*** Block opens ***
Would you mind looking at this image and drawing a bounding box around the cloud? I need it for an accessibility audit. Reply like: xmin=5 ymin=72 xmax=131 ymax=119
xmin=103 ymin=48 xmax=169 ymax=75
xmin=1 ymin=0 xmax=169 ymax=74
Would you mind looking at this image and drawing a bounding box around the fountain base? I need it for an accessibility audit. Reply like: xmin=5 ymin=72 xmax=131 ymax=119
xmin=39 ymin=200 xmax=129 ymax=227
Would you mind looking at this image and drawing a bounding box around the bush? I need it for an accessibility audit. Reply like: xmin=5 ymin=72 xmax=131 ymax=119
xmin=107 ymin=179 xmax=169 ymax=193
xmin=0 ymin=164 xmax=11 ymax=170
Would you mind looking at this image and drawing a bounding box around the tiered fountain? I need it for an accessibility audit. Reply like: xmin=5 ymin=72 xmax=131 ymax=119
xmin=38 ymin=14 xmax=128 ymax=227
*** Block closes ***
Exercise directions ▸
Reproduce the records above in full, without altering a single character.

Output below ▸
Would you mind looking at this image and drawing a bounding box around the cloud? I need it for an accessibility audit. Reply like: xmin=5 ymin=72 xmax=131 ymax=119
xmin=103 ymin=48 xmax=169 ymax=75
xmin=1 ymin=0 xmax=169 ymax=74
Would you mind looking at this image and drawing a bounding box around the fountain base? I need it for an accessibility audit. Reply like: xmin=5 ymin=72 xmax=131 ymax=119
xmin=39 ymin=200 xmax=129 ymax=227
Would you mind looking at this image and drawing a bounding box around the bush? I need it for an accessibility audit. Reply like: xmin=5 ymin=72 xmax=131 ymax=119
xmin=107 ymin=179 xmax=169 ymax=193
xmin=0 ymin=164 xmax=11 ymax=170
Would you mind looking at this image and drawing a bounding box around the tiered fountain? I need it for an accessibility audit. Reply like: xmin=5 ymin=72 xmax=131 ymax=119
xmin=38 ymin=14 xmax=128 ymax=227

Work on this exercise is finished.